EXERCISE GOAL: Nothing in the data may be omitted; output it all verbatim.

EXERCISE INPUTS:
----------

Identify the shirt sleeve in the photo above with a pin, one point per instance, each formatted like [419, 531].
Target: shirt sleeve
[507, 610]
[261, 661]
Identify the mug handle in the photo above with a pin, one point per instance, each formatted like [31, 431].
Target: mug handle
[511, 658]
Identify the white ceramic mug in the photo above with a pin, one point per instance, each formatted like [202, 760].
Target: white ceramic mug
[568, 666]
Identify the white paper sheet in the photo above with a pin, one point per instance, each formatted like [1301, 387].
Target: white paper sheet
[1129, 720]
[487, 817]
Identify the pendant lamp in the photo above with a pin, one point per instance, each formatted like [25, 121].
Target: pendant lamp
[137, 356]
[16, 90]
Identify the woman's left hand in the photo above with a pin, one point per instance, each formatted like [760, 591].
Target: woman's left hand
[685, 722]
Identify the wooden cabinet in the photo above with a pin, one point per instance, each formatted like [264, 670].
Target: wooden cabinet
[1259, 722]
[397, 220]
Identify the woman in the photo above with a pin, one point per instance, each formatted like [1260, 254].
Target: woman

----------

ANSWER TO THIS PROBLEM:
Identify the shirt sleeve in the photo above with a pin, one point per instance, each formatted like [419, 531].
Target: shirt sleeve
[507, 610]
[261, 661]
Identify the mug handle in the photo above with a pin, one point per instance, each formatted like [31, 431].
Target: mug handle
[511, 658]
Identify the white ceramic mug in the photo above with a pin, one point per instance, each formatted like [202, 760].
Target: white ceramic mug
[568, 666]
Identify the white paper sheet in the photo above with a pin, one point per instance, each formatted like [1301, 387].
Target: white paper sheet
[1129, 720]
[487, 817]
Identify the pendant lamp in the photo above with a pin, one point per instance, each formatted like [25, 121].
Target: pendant lamp
[137, 356]
[16, 90]
Identify the woman's left hand in the photo above with a pin, one point per instance, each formatted like [760, 591].
Target: woman's left hand
[685, 722]
Identify the wooden cabinet in the photo above with a pin, one point per instance, each formatted like [264, 670].
Target: wooden cabinet
[1259, 722]
[397, 220]
Identify the woman in the photo above with a pin, one point per instance, each formatted like [1260, 254].
Target: woman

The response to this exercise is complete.